START INFORMATION PROVIDED

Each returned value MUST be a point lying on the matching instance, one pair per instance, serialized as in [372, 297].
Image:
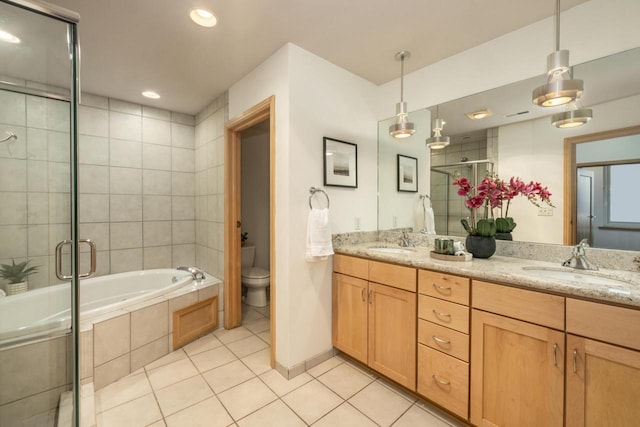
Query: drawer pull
[441, 342]
[439, 381]
[444, 290]
[445, 317]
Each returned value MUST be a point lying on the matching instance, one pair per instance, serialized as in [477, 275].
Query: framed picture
[340, 163]
[407, 173]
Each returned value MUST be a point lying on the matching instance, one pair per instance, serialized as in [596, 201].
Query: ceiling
[130, 46]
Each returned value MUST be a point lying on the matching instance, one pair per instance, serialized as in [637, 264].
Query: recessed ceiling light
[8, 37]
[151, 94]
[203, 17]
[480, 114]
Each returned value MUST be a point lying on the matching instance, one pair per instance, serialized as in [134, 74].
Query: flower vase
[17, 288]
[481, 246]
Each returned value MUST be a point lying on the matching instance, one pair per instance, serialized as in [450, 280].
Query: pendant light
[561, 88]
[402, 128]
[437, 141]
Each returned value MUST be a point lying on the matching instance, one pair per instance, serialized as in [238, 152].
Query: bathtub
[45, 312]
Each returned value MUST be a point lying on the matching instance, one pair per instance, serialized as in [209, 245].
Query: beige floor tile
[345, 415]
[380, 403]
[180, 395]
[208, 413]
[172, 373]
[229, 335]
[275, 414]
[246, 346]
[259, 362]
[213, 358]
[204, 343]
[280, 385]
[136, 413]
[417, 416]
[128, 388]
[345, 380]
[226, 376]
[246, 398]
[312, 401]
[256, 326]
[325, 366]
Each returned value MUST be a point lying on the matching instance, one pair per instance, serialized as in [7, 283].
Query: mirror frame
[570, 174]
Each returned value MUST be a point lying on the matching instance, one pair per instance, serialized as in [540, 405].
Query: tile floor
[224, 379]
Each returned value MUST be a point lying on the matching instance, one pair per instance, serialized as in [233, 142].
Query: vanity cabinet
[443, 340]
[517, 357]
[603, 365]
[374, 316]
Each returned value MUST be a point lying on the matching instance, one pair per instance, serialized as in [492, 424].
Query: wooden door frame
[264, 110]
[569, 228]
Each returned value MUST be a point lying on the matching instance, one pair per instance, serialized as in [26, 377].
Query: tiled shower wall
[209, 188]
[136, 185]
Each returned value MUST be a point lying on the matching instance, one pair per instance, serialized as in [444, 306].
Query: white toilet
[255, 279]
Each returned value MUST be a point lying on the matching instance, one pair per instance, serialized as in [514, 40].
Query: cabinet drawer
[530, 306]
[444, 379]
[351, 266]
[454, 316]
[444, 286]
[397, 276]
[615, 325]
[444, 339]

END INFORMATION PROVIDED

DESCRIPTION OF THE TASK → Print the line that contains "in [514, 40].", then every later line of the entries above up to and including the last, all exactly as written.

ANSWER FOR THE TASK →
Each returned value MUST be a point lying on the matching instance, one pair per instance, serialized as in [514, 40].
Query: cabinet drawer
[530, 306]
[444, 379]
[351, 266]
[454, 316]
[444, 286]
[397, 276]
[615, 325]
[444, 339]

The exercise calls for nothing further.